* _TASK INSTRUCTIONS_
Pull out every line of the data that contains the string "xmlns".

* _Extracted data entries_

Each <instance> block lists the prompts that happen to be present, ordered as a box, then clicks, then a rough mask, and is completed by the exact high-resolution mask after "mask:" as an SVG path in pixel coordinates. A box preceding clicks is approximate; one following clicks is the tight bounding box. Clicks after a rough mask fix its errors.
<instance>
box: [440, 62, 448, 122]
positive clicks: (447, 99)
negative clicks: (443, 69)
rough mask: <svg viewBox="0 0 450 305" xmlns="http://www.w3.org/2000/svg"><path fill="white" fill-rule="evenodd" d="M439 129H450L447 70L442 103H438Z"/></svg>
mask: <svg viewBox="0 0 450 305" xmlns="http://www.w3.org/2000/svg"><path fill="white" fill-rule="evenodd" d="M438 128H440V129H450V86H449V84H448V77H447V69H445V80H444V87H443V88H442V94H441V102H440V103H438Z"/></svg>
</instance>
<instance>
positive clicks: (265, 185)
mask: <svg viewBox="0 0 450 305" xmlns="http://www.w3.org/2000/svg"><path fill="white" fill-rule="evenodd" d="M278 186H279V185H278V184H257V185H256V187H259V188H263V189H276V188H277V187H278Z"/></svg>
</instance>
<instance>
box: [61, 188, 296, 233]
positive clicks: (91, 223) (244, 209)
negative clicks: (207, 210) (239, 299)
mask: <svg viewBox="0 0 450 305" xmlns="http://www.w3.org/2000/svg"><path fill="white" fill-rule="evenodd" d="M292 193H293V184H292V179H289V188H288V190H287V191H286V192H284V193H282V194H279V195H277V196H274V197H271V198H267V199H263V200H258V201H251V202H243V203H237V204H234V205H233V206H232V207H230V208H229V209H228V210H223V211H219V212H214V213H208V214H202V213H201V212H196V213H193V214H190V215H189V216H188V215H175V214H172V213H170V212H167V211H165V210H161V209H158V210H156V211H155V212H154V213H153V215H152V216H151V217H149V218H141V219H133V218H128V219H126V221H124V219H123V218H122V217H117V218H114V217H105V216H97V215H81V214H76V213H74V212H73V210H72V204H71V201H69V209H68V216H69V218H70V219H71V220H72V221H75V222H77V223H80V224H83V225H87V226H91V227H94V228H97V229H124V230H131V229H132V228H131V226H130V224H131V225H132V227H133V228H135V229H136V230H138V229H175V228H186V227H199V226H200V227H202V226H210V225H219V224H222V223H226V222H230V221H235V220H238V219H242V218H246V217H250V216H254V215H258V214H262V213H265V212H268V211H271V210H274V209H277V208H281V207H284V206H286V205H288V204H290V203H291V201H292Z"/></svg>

* _ANSWER SECTION_
rough mask: <svg viewBox="0 0 450 305" xmlns="http://www.w3.org/2000/svg"><path fill="white" fill-rule="evenodd" d="M439 129H450L447 70L442 103H438Z"/></svg>
mask: <svg viewBox="0 0 450 305" xmlns="http://www.w3.org/2000/svg"><path fill="white" fill-rule="evenodd" d="M438 128H440V129H450V86H449V84H448V77H447V69H445V80H444V87H443V88H442V94H441V102H440V103H438Z"/></svg>
mask: <svg viewBox="0 0 450 305" xmlns="http://www.w3.org/2000/svg"><path fill="white" fill-rule="evenodd" d="M278 186H279V185H278V184H257V185H256V187H259V188H263V189H276V188H277V187H278Z"/></svg>
mask: <svg viewBox="0 0 450 305" xmlns="http://www.w3.org/2000/svg"><path fill="white" fill-rule="evenodd" d="M292 193H293V184H292V179H289V188H288V190H287V191H286V192H284V193H282V194H279V195H277V196H274V197H271V198H267V199H263V200H258V201H251V202H243V203H237V204H234V205H233V206H232V207H230V208H229V209H228V210H223V211H219V212H214V213H208V214H202V213H201V212H196V213H193V214H190V215H189V216H188V215H175V214H172V213H170V212H167V211H165V210H161V209H158V210H156V211H155V212H154V213H153V215H152V216H151V217H149V218H141V219H133V218H128V219H126V221H124V219H123V218H122V217H117V218H114V217H105V216H97V215H81V214H76V213H74V212H73V210H72V204H71V201H69V209H68V216H69V218H70V219H71V220H72V221H75V222H77V223H80V224H83V225H87V226H91V227H94V228H97V229H124V230H131V229H132V228H131V226H130V224H131V225H132V227H133V228H135V229H136V230H138V229H175V228H186V227H199V226H200V227H202V226H210V225H219V224H222V223H226V222H230V221H235V220H238V219H242V218H246V217H250V216H254V215H258V214H262V213H265V212H268V211H271V210H274V209H277V208H281V207H284V206H286V205H288V204H290V203H291V201H292Z"/></svg>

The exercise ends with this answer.